══ Provided passage ══

6. Proposal of a Block Tearing Failure Mechanism

The authors propose an application of the lower bound solution for a plastic approach to manually calculate the failure loads of the beams. A “block tearing” failure mechanism is hypothesised, as shown in Figure 16. The motivation for this model being proposed is because of the brittle fracture that occurred during the laboratory tests, which can be seen in Section 7. This mechanism is used to calculate both the sound and the strengthened end of the beams. The results for the undamaged side have the only purpose of comparison with the other results. For the undamaged side of the gerber saddle, the ultimate load is given by STM being smaller than the block tearing one. For the damaged and strengthened part, the strengthening system was designed to remain in the elastic field, the mechanical properties of the steel of the strengthening system were not taken into account in the block tearing mechanism, but it only influences the assumed collapse surface, thus only at the geometric level and not at the mechanical level.

A two-side failure surface is considered: the first side is horizontal and it is located at the interface between the web and flange from the free side of the half joint to the end of the steel plate (50 cm long); the second side is vertical and it runs along the vertical side of the steel plate.

6.1. Model for Orthogonal Reinforcement

In the case of orthogonal reinforcement, see Figure 16a, the only forces that are supposed to act on the jacketed block are:

• F Vertical force applied on the half joint;
• T Hanging force in the stirrups;
• C Force in the compressed chord;
• V Shear friction resistance.

═══
══ Entries provided ══

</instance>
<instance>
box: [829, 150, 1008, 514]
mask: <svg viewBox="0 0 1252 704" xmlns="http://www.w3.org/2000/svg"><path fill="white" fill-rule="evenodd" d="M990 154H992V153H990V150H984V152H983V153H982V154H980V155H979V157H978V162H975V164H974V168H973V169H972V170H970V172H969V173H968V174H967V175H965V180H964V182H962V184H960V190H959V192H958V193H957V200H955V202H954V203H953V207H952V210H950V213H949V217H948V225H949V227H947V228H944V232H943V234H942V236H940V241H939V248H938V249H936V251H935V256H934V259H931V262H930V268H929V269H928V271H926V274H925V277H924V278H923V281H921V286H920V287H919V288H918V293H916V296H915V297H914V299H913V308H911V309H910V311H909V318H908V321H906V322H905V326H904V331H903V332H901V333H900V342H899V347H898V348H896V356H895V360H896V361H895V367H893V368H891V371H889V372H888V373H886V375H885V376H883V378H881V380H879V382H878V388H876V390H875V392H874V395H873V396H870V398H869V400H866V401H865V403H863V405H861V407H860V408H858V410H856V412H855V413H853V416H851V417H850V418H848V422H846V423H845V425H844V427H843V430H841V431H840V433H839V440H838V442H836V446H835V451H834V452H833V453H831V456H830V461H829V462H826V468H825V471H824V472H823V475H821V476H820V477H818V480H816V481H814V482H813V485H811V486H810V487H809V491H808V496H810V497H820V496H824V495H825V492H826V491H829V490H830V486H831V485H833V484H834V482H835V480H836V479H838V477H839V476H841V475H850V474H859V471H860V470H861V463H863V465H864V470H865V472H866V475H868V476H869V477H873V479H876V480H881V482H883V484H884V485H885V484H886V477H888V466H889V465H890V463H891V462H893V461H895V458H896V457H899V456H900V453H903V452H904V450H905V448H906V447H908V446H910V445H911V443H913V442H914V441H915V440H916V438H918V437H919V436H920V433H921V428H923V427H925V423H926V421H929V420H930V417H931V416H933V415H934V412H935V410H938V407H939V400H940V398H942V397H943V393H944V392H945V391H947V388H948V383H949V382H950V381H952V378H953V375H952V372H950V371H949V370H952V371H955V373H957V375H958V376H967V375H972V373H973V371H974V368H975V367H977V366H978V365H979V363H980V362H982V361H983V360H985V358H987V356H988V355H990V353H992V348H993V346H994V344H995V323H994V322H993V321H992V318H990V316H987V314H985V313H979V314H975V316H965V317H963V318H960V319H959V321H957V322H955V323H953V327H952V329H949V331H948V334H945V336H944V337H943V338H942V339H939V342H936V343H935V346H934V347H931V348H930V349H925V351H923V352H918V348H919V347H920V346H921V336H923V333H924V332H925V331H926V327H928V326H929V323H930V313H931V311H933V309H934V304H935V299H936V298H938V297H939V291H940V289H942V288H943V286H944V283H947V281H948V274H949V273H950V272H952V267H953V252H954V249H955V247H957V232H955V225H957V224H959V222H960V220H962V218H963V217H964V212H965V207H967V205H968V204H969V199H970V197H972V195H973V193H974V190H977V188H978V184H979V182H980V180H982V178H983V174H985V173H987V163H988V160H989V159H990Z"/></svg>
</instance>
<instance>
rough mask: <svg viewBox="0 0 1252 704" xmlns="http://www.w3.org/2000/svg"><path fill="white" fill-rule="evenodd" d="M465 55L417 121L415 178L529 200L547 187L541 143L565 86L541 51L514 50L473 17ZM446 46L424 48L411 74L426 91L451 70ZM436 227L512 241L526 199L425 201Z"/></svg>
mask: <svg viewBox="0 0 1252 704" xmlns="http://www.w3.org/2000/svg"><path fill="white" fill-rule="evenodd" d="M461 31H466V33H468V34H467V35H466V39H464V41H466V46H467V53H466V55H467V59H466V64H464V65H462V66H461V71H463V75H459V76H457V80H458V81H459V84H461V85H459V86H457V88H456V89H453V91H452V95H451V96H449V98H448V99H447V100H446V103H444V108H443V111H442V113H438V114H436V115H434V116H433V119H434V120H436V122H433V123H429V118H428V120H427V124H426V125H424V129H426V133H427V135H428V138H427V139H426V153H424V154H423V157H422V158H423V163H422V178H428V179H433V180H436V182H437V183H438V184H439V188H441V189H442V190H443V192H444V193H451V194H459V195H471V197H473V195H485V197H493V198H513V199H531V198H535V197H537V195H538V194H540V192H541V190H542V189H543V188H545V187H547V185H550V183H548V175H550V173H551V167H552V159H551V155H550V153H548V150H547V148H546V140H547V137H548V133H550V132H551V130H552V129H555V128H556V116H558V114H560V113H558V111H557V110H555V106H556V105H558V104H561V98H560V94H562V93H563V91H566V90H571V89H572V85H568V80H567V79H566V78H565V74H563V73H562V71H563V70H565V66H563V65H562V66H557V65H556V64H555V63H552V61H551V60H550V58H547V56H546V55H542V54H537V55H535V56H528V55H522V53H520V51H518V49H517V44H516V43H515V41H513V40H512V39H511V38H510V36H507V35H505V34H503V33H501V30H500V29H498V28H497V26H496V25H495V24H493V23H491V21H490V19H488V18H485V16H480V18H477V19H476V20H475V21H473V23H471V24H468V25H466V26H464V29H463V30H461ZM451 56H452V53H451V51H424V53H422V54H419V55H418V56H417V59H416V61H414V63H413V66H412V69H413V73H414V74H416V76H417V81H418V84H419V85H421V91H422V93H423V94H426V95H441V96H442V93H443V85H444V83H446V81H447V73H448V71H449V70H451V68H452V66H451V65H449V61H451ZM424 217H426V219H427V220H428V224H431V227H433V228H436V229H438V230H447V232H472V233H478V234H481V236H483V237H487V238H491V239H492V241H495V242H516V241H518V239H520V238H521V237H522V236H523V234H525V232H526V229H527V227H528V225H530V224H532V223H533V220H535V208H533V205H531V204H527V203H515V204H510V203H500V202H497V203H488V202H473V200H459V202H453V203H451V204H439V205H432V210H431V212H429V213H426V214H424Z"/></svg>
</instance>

═══

Task item A: Please return everything from "A two-side failure" down to "the steel plate." in the block tearing section, copied word for word.
Task item B: In the block tearing section, what force does T denote in the model for orthogonal reinforcement?

Written answer A:
A two-side failure surface is considered: the first side is horizontal and it is located at the interface between the web and flange from the free side of the half joint to the end of the steel plate (50 cm long); the second side is vertical and it runs along the vertical side of the steel plate.

Written answer B: The hanging force in the stirrups.